→ ENTRIES PROVIDED:
......
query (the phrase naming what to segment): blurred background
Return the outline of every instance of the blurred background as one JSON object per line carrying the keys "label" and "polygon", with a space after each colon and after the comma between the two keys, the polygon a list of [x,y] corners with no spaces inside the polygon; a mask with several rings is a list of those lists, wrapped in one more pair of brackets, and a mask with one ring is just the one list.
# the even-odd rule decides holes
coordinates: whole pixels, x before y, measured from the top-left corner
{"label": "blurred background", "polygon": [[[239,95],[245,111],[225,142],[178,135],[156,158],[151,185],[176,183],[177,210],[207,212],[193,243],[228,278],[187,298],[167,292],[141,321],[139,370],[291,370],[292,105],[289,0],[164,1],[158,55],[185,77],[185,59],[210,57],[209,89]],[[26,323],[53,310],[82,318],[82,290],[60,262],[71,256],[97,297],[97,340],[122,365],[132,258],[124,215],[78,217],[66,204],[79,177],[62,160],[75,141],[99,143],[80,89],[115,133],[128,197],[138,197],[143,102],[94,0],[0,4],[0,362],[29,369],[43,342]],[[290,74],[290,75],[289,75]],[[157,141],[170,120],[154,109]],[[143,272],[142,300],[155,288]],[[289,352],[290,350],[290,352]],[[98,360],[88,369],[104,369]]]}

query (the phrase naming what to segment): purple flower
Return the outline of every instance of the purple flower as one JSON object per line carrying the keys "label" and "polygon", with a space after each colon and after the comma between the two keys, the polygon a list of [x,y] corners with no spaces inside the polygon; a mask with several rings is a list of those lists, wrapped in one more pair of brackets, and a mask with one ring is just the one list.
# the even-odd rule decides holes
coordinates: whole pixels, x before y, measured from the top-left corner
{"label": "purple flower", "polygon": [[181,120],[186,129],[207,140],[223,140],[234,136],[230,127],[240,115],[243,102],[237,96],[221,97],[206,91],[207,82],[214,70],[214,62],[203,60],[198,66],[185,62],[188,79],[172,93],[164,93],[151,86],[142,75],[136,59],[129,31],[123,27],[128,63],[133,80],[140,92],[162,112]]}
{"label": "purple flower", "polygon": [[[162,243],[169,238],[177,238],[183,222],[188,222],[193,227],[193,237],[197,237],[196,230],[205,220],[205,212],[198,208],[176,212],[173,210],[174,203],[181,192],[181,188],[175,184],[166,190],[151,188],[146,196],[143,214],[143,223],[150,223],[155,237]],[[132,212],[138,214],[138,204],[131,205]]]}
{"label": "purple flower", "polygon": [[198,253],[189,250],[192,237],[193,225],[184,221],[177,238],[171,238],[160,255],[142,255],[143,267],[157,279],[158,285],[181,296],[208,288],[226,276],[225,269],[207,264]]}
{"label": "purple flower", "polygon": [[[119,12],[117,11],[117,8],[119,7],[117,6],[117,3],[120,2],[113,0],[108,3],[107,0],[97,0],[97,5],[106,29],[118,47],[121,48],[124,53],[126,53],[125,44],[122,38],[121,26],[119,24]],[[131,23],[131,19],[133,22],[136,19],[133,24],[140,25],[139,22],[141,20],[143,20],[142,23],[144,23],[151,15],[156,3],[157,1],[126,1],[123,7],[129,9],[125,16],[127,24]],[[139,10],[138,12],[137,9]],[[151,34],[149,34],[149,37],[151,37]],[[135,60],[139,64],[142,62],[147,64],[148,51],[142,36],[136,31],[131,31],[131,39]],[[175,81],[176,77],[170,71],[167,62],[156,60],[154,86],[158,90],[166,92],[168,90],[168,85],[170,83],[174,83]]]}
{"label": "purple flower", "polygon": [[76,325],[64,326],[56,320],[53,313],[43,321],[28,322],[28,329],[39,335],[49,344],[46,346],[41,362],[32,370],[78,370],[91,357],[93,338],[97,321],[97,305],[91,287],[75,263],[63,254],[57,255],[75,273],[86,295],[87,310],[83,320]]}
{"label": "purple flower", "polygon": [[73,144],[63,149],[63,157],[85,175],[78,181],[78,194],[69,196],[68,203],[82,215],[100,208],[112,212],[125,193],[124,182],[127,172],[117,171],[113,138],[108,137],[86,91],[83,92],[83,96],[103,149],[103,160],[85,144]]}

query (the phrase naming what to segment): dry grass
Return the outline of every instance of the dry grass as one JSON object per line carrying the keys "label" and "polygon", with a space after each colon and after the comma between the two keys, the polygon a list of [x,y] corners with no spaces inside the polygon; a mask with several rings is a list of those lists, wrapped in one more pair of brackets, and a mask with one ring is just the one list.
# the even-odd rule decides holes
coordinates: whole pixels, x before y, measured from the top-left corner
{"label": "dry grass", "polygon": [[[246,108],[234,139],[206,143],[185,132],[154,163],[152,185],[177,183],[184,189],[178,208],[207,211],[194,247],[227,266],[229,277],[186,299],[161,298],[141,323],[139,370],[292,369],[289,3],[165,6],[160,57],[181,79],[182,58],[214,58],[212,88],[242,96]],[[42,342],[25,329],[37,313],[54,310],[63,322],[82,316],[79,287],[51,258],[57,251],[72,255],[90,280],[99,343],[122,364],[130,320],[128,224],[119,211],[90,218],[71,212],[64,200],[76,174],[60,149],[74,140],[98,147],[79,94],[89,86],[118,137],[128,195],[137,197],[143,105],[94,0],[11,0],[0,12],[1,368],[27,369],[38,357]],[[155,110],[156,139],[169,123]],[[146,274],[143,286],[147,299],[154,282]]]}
......
→ THE TASK:
Reproduce all of the items above, line for line, with no changes.

→ OUTPUT:
query (the phrase naming what to segment): blurred background
Return the outline of every instance of the blurred background as one JSON object per line carrying the keys "label" and "polygon", with a space after each colon and after the comma between the two keys, the polygon a list of [x,y] corners with no spaces inside the polygon; a mask with several rings is a list of those lists, wrapped in one more pair of brackets, and a mask with one ring is just the one list.
# the even-odd rule decides holes
coordinates: whole pixels, x before y, measured from the top-left corner
{"label": "blurred background", "polygon": [[[239,95],[245,111],[225,142],[178,135],[156,158],[151,185],[176,183],[177,210],[207,212],[193,243],[228,278],[187,298],[167,292],[141,321],[139,370],[291,370],[292,105],[289,0],[164,1],[158,55],[185,77],[185,59],[210,57],[209,89]],[[26,323],[53,310],[82,318],[82,290],[60,262],[71,256],[97,297],[97,340],[122,365],[132,258],[124,215],[78,217],[66,204],[79,177],[62,160],[75,141],[99,143],[80,89],[115,133],[128,197],[138,197],[143,102],[94,0],[0,4],[0,362],[29,369],[43,342]],[[290,74],[290,75],[289,75]],[[157,141],[170,120],[154,109]],[[143,272],[142,300],[155,288]],[[289,352],[290,350],[290,352]],[[98,360],[88,369],[104,369]]]}

query (the phrase naming what to segment): purple flower
Return the outline of every instance of the purple flower as one JSON object per line carrying the keys "label" and "polygon", with a space after each colon and after the comma between the two keys, the polygon a list of [x,y] corners with no spaces inside the polygon; a mask with several rings is a list of those lists, wrapped in one more pair of brackets, and a mask with one ring is just the one list.
# the even-odd rule decides holes
coordinates: whole pixels, x before y, measured from the top-left corner
{"label": "purple flower", "polygon": [[181,120],[186,129],[207,140],[223,140],[234,136],[230,127],[240,115],[243,102],[237,96],[221,97],[206,91],[207,82],[214,70],[214,62],[203,60],[198,66],[185,62],[188,79],[172,93],[164,93],[151,86],[142,75],[136,59],[129,31],[123,27],[128,63],[133,80],[140,92],[162,112]]}
{"label": "purple flower", "polygon": [[[162,243],[169,238],[177,238],[183,222],[188,222],[193,227],[193,237],[197,237],[196,230],[205,220],[205,212],[198,208],[176,212],[173,210],[174,203],[181,192],[181,188],[175,184],[166,190],[151,188],[146,196],[143,214],[143,223],[150,223],[155,237]],[[132,212],[138,214],[138,204],[131,205]]]}
{"label": "purple flower", "polygon": [[198,253],[189,250],[192,237],[193,225],[184,221],[177,238],[171,238],[160,255],[142,255],[143,267],[157,279],[158,285],[181,296],[208,288],[226,276],[225,269],[207,264]]}
{"label": "purple flower", "polygon": [[[119,12],[117,11],[117,8],[119,7],[117,6],[117,3],[120,2],[113,0],[108,3],[107,0],[97,0],[97,5],[106,29],[118,47],[121,48],[124,53],[126,53],[125,44],[122,38],[121,26],[119,24]],[[131,23],[131,19],[133,22],[136,19],[133,24],[140,25],[139,22],[141,20],[143,20],[142,23],[144,23],[151,15],[156,3],[157,1],[126,1],[123,7],[129,9],[125,16],[127,24]],[[139,10],[138,12],[137,9]],[[151,34],[149,34],[149,37],[151,37]],[[135,60],[139,64],[142,62],[147,64],[148,51],[142,36],[136,31],[131,31],[131,39]],[[175,81],[176,77],[170,71],[167,62],[156,60],[154,86],[158,90],[166,92],[168,90],[168,85],[170,83],[174,83]]]}
{"label": "purple flower", "polygon": [[76,325],[64,326],[56,320],[53,313],[43,321],[28,322],[28,329],[39,335],[49,344],[46,346],[41,362],[32,370],[78,370],[91,357],[93,338],[97,321],[97,305],[91,287],[75,263],[63,254],[57,255],[75,273],[86,295],[87,310],[83,320]]}
{"label": "purple flower", "polygon": [[73,144],[63,149],[63,157],[85,175],[78,181],[78,194],[69,196],[68,203],[82,215],[100,208],[112,212],[125,193],[124,182],[127,172],[117,171],[113,138],[108,137],[86,91],[83,92],[83,96],[103,149],[103,160],[85,144]]}

query (the phrase naming what to segment): dry grass
Return the outline of every instance of the dry grass as one JSON object per line carrying the keys "label" and "polygon", with a space after each colon and after the comma between the two keys, the polygon a list of [x,y] corners with no spaces inside the polygon; a mask with several rings is a list of those lists, wrapped in one more pair of brackets, and a mask with one ring is just the one list.
# the even-odd rule decides holes
coordinates: whole pixels, x before y, measured from the top-left corner
{"label": "dry grass", "polygon": [[[246,108],[234,139],[206,143],[185,132],[154,163],[152,185],[177,183],[184,189],[178,208],[207,211],[194,247],[227,266],[229,277],[186,299],[161,298],[141,323],[139,370],[292,369],[289,3],[165,6],[160,57],[181,79],[182,58],[214,58],[212,88],[242,96]],[[42,342],[25,329],[37,313],[54,310],[63,322],[82,316],[79,287],[51,258],[57,251],[72,255],[90,280],[99,343],[122,364],[130,320],[128,224],[119,211],[90,218],[71,212],[64,200],[76,174],[60,149],[74,140],[98,147],[79,94],[89,86],[118,137],[128,195],[137,197],[143,105],[94,0],[11,0],[0,12],[1,368],[27,369],[38,357]],[[155,110],[156,139],[169,123]],[[146,274],[143,286],[147,299],[154,282]]]}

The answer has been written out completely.